→ **SELECTED EXCERPT**
Matroska-Org / libebml

a C++ library to parse EBML files
GNU Lesser General Public License v2.1
140 stars 47 forks source link

[RFC] keep track of minver and maxver per element #207

Closed robUx4 closed 9 months ago

robUx4 commented 10 months ago

They correspond to the attributes in the EBML specs.

For they are just informational. We may use this information when reading data to find which element are allowed given the read/version in the EBML header, that can help with error recovery, skipping elements that are not legit given the context.

robUx4 commented 10 months ago

Like I wrote elsewhere, I'm not a big fan of the libraries constraining the elements that can be read or written depending on the version. The application should deal with it. Or there should be a switch to turn such a feature off & let the application deal with it. My legitimate use case is writing the EBML header with rather low version numbers & updating it later on when elements requiring newer versions to be written.

Good because that's also my opinion. In VLC we will read invalid elements no matter what.

The API allow to check which elements are valid and maybe skip them if they are invalid. It will probably something like ShouldWrite but for... reading. The host app will be in total control of what to read (mkvalidator could report when a illegal element is read, for example) but the default will be the same as now.

mbunkus commented 10 months ago

As I'm confused with the logic in the other PRs wrt. deprecated elements, I thought it would be good to have a function bool IsDeprecated() const and/or bool IsDeprecatedInVersion(num_version version) const directly in EbmlDocVersion. In that function you could add a comment describing how deprecation is expressed with the existing values. Other places would not need to know about the internals & can just call the function.

→ **SET TASKS**
1. Find each line in the listing that contains the string "concrete" and copy it out.
2. Go on with the libebml issue thread, writing what would come after its last sentence.
The listing after this point has no connection to the libebml issue thread.

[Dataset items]
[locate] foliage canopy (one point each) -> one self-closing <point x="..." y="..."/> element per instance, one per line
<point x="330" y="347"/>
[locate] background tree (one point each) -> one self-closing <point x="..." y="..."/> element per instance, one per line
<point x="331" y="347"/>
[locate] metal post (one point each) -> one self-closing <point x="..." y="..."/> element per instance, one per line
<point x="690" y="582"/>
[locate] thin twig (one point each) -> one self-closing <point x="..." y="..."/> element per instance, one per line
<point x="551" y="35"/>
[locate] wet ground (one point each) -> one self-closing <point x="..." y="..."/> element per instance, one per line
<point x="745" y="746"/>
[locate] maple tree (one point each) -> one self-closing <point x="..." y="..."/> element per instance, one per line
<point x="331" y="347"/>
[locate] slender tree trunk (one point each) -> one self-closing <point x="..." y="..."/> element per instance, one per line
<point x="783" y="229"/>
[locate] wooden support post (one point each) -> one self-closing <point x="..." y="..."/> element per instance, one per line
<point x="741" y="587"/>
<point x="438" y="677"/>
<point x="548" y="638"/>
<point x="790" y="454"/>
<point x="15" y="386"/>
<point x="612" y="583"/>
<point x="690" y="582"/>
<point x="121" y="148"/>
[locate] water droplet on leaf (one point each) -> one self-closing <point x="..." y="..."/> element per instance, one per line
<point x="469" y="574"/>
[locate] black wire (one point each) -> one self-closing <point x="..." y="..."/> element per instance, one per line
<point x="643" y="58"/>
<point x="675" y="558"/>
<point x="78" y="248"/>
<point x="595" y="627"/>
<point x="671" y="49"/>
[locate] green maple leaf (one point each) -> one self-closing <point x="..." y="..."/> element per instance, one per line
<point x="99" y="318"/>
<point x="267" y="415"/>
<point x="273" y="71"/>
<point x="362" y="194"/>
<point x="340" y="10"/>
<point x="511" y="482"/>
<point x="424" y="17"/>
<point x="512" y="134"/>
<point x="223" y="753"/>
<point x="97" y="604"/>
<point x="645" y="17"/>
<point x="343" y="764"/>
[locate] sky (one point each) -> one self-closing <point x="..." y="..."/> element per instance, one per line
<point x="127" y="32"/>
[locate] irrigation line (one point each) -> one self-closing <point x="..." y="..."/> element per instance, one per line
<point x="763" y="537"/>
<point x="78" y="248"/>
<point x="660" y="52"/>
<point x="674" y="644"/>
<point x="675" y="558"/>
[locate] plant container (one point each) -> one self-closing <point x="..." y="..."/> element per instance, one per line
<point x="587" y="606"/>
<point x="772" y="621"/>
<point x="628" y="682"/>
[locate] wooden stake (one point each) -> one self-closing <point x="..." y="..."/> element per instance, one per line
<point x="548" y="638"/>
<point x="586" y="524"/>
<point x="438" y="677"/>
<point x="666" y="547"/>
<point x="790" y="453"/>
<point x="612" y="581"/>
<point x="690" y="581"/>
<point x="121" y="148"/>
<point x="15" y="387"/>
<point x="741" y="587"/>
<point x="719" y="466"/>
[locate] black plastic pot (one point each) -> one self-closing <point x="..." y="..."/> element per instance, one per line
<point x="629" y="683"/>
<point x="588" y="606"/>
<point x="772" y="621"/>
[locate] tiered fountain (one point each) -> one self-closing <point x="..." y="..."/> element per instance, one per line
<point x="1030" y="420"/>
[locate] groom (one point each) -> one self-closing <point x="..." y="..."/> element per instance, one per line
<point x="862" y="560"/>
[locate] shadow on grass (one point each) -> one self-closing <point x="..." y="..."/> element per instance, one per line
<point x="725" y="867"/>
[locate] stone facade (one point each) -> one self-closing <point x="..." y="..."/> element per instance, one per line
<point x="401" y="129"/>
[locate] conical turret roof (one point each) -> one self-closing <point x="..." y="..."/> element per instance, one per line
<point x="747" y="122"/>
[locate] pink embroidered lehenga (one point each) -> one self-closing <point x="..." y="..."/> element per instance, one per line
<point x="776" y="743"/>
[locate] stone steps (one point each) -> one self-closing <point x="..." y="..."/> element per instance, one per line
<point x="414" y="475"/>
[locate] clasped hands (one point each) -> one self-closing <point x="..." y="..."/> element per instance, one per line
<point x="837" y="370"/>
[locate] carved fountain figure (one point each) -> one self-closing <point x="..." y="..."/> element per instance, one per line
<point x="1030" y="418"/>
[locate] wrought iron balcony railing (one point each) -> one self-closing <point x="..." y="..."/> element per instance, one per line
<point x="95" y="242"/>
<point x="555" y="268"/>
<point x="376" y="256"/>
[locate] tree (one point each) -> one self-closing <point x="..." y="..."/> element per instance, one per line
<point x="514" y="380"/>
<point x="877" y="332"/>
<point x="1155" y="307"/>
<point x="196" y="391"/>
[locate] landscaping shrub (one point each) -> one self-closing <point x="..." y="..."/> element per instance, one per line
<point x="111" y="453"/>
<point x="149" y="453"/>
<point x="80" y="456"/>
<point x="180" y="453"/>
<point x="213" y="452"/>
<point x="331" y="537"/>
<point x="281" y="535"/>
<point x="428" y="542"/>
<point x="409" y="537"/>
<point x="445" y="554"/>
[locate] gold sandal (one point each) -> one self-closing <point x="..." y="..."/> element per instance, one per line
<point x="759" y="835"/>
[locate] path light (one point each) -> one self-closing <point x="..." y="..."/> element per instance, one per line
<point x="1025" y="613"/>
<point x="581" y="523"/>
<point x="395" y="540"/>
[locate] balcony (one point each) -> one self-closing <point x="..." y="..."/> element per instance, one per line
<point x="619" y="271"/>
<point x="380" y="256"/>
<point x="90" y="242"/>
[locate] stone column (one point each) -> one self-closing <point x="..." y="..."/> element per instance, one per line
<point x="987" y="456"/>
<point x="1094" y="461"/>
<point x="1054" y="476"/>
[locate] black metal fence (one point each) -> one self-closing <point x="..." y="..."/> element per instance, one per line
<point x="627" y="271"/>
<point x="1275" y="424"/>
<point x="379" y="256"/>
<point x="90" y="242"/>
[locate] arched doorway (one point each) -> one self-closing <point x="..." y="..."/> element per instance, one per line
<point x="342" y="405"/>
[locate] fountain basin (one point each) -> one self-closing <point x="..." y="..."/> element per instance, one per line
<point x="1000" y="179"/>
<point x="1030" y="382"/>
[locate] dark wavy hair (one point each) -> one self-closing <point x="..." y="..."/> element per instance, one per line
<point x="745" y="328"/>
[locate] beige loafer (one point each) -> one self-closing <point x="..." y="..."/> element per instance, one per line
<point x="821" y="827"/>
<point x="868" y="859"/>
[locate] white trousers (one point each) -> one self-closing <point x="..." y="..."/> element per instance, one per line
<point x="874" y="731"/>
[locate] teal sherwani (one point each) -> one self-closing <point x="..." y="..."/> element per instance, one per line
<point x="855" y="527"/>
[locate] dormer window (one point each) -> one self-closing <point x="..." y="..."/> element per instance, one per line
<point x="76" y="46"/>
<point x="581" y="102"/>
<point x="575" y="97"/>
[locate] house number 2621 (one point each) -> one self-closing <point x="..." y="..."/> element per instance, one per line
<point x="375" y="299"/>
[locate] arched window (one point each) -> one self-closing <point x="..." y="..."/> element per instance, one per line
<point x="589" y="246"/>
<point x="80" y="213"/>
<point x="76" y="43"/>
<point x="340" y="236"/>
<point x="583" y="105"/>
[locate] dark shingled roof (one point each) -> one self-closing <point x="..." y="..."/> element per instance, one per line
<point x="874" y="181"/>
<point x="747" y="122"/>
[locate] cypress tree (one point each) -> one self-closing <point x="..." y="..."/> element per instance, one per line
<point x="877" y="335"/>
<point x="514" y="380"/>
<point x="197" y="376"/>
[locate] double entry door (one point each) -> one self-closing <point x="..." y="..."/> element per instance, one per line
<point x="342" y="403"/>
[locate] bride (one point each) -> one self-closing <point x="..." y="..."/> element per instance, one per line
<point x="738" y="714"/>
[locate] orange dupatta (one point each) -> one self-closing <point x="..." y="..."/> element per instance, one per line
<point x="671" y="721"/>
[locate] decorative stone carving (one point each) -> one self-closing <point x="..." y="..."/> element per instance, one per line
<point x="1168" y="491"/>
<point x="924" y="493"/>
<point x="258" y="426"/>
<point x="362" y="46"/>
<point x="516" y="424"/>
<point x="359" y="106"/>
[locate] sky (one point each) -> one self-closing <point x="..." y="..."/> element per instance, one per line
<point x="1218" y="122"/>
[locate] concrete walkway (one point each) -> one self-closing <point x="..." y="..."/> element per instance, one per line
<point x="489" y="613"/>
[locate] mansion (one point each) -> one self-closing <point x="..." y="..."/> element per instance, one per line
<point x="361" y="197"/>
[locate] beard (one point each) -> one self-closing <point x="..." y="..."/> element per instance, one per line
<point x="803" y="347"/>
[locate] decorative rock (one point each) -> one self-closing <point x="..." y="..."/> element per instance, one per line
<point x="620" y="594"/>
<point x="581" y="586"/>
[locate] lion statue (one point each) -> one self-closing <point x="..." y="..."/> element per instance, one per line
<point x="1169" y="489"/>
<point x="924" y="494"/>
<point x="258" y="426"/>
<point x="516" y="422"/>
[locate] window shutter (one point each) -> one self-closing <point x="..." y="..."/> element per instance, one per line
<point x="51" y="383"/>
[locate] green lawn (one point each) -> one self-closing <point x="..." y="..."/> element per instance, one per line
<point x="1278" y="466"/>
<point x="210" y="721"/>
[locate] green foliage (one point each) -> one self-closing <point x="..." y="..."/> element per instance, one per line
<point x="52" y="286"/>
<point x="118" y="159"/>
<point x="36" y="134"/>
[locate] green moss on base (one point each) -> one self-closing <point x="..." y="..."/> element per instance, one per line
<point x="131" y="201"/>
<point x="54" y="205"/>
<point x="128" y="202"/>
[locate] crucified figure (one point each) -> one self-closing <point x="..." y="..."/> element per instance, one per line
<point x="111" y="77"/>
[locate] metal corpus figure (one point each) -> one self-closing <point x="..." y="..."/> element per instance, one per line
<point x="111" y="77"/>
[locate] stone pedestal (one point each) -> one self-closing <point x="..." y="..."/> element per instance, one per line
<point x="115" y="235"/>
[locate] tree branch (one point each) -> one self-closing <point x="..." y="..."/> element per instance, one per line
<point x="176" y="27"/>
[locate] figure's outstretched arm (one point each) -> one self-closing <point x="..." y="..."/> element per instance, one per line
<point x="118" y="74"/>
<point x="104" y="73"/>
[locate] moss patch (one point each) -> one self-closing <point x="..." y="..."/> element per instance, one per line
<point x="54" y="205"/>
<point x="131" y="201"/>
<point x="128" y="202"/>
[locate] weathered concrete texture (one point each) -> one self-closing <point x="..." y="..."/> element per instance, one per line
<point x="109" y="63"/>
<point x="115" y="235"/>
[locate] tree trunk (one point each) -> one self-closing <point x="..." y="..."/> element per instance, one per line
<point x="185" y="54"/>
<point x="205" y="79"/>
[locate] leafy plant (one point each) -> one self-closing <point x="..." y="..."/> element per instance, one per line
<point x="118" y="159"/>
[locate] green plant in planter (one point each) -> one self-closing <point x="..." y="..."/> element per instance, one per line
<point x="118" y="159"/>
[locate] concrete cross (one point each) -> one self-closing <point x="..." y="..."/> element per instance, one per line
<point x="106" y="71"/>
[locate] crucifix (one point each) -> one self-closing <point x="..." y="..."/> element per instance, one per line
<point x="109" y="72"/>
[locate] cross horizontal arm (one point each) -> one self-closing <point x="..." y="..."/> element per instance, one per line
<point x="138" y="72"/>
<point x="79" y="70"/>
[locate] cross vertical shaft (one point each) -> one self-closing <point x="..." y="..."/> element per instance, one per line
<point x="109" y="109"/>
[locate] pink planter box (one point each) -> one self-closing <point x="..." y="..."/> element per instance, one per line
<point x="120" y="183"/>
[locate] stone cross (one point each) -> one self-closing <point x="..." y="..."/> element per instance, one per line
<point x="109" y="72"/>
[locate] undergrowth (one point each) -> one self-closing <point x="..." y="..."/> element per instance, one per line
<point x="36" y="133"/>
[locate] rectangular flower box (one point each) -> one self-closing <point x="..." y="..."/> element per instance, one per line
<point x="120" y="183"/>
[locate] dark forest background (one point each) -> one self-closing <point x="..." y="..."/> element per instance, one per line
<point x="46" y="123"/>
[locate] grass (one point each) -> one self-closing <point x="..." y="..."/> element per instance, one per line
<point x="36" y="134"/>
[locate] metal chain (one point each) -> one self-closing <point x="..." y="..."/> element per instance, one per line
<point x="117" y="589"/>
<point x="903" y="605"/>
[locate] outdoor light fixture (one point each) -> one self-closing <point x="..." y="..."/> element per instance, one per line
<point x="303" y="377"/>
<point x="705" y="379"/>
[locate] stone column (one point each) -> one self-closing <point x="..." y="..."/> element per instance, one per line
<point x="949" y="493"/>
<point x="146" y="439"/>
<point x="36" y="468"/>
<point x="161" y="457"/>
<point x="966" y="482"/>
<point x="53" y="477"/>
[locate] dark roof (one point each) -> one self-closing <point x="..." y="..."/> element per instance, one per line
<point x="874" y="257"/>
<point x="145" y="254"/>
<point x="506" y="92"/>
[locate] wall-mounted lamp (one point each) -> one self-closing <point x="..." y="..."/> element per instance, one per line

→ **EXPECTED OUTPUTS**
1.
[locate] concrete walkway (one point each) -> one self-closing <point x="..." y="..."/> element per instance, one per line
[locate] weathered concrete texture (one point each) -> one self-closing <point x="..." y="..."/> element per instance, one per line
[locate] concrete cross (one point each) -> one self-closing <point x="..." y="..."/> element per instance, one per line

2.
Additionally functions such as const IsValidInVersion(num_version version) const, num_version GetMinVersion() const, num_version GetMaxVersion() would be nice to have.

The goal is to hide all the internals of EbmlDocVersion from users of the class. Leave how values are stored/used up to the class, don't bother others with it.

And a last nitpick: I'm not the biggest fan of using unsigned char here. Member variables will be aligned to sensible boundaries (32bit?) for faster access on modern CPUs anyway. Just make that unsigned int.

Maybe also rename num_version to version_type to make it optically much clearer that this is a type. Or even value_type; would also match how things are named in the standard library (e.g. std::vector<T>::value_type).

robUx4 commented 10 months ago

Are you sure the member variables are usually aligned ? When I compile with AppleClang 15 this test passes in debug and release build:

  static_assert(sizeof(EbmlDocVersion) == 2, "nope");

I think since there's no bigger type, it keeps the smallest alignment which is 1 octet here.

It's all about the balance between the size in memory and the speed of the code. For 200 elements, that would add 1200 bytes in memory with code a little bit faster. Also libmatroska will subclass this class with 2 boolean which are also 1 octet each. That means the size would go to 32 octets instead of 4 octets if we force int in EbmlDocVersion, which means an extra 5600 octets used in memory.

IMO unless the code is much faster it's not worth the extra memory.

robUx4 commented 10 months ago

One reason to use a bigger storage size would be to avoid the 256 doctype version limit. It's clearly not on the horizon for Matroska. But maybe other EBML formats might need it.

mbunkus commented 10 months ago

Are you sure the member variables are usually aligned ?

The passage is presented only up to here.